• **EXERCISE INSTRUCTIONS**: Continue the news report about the former footballer convicted of cattle cruelty, starting after its final sentence.

A former football player has been banned from owning cattle for 10 years after he pleaded guilty to 72 charges of animal cruelty and neglect.
Joseph Dare, 33, joined the Carlton Football Club during the 2010 Rookie Draft but would never make a first-grade appearance for the club.
The dairy farmer, who lives in Victoria, was convicted and was also fined $75,000 for the offences, which were described by Magistrate Franz Holzer as ‘one of the worst examples of animal neglect that I have seen’.
A well-known footballer among the Victorian local leagues, Dare had first faced 33 charges of animal cruelty in September. Further charges came in April, with 13 aggravated animal cruelty offences and 16 animal cruelty charges for alleged offending being made against the ex-footballer.
The incidents were said to have occurred between July 2022 and January 2024.
The Colac Magistrates Court heard accounts of how livestock had both suffered and died on his Dreeite farm.
Former football player, Joe Dare, has been banned from owning cattle for 10 years after he pleaded guilty to 72 charges of animal cruelty and neglect
Department of Energy, Environment and Climate Action prosecutor Scott Ward told the court that his farm had been visited by officers from Agriculture Victoria on multiple occasions during that period.
He presented photographs to the court, while detailing graphic incidents where cattle had suffered or died on Dare’s farm.

• **EXTRACTED RECORDS**:
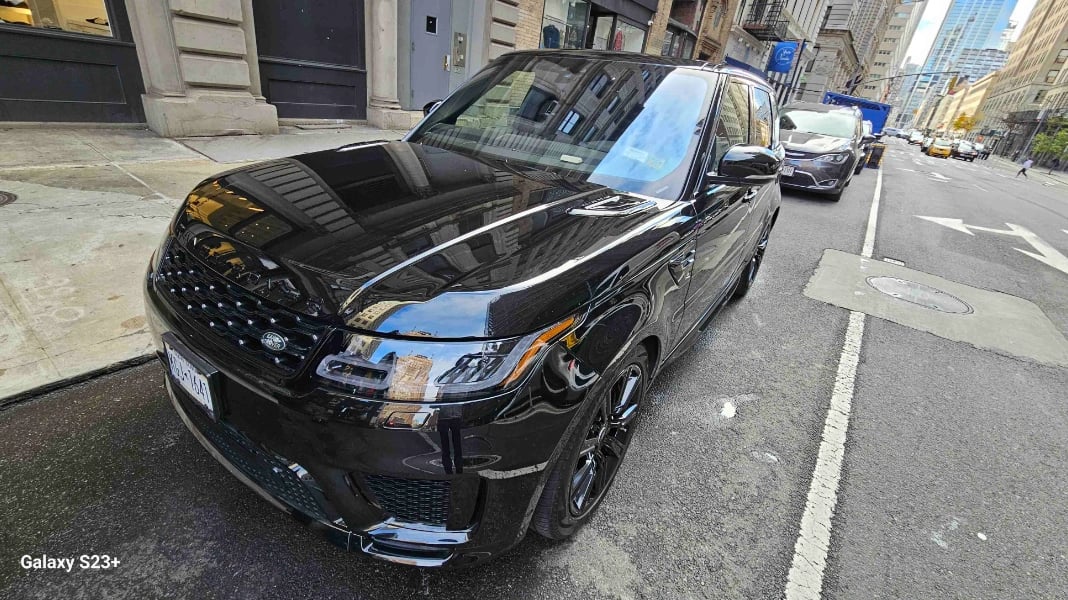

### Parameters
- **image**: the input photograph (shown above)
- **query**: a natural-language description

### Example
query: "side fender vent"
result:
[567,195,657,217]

---

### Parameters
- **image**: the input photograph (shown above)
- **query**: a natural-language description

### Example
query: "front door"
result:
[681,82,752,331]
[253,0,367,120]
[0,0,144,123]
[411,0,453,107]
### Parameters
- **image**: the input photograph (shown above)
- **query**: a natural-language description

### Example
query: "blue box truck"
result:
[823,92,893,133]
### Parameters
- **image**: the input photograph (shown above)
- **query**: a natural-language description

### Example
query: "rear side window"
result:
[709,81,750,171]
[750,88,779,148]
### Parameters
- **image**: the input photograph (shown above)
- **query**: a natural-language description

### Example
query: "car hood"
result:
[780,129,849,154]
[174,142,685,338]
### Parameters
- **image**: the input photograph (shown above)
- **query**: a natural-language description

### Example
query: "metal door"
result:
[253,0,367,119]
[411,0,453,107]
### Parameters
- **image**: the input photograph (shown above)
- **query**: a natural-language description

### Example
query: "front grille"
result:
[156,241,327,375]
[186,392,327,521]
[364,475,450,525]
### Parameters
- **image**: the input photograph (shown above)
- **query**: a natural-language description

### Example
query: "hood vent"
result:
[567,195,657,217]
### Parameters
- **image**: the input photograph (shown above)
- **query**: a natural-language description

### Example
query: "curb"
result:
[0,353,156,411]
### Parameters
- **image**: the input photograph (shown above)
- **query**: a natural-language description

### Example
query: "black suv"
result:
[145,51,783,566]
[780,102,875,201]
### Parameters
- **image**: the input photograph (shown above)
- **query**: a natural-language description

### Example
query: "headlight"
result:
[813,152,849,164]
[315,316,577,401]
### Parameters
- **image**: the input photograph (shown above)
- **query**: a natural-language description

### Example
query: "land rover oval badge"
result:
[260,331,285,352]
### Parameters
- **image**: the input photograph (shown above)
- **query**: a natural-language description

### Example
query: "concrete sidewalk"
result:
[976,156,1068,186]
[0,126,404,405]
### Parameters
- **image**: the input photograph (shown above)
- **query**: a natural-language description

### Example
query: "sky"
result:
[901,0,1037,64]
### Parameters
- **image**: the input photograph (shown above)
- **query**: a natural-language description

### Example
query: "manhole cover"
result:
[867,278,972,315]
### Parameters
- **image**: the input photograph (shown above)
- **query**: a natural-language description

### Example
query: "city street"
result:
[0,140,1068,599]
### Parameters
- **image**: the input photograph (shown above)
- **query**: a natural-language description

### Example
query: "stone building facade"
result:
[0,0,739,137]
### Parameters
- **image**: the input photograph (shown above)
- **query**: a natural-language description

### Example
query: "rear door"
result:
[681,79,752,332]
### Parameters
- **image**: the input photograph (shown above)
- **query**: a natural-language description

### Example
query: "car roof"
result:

==

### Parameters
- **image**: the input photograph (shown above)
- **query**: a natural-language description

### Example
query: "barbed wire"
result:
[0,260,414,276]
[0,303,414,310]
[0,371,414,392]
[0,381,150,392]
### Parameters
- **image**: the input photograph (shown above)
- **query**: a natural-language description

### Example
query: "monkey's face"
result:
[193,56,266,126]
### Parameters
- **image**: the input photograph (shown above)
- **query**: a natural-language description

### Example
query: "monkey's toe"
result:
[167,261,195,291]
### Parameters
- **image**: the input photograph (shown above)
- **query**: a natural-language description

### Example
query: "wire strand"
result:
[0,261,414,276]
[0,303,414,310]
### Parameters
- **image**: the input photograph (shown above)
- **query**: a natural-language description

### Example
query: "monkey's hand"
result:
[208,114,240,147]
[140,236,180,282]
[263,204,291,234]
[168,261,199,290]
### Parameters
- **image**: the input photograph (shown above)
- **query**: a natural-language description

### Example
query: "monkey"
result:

• **OUTPUT**:
The charges levied included allegations that Dare had not provided appropriate care, treatment or attention to the animals and had also failed to provide his livestock with sufficient food.
Ward explained that cattle were found to have body score conditions of 0-1. Some of the animals were suffering from issues including lung disease, pneumonia, starvation, dehydration and trauma.
Speaking to the court, he said one officer had described the cows as ‘walking skeletons and still had calves suckling from them.’
Officers found a total of 170 animals on the farm, however, 45 had to be euthanised.
Dare was charged with in relation to breaches of Victoria’s Prevention of Cruelty to Animals Act 1986.
During sentencing, Magistrate Holzer described Dare’s farm as ‘animal killing fields’.
Dare, 33, joined the Carlton Football Club during the 2010 Rookie Draft but would never make a first-grade appearance for the club
‘He got animals that were unwell and then neglected them even further … that's just shameful, shameful,’ the magistrate explained.
After leaving Carlton, Dare, who is the son of a dairy farmer, moved to play football for the Northern Bullants in 2011 and again moved to Cobden in 2012.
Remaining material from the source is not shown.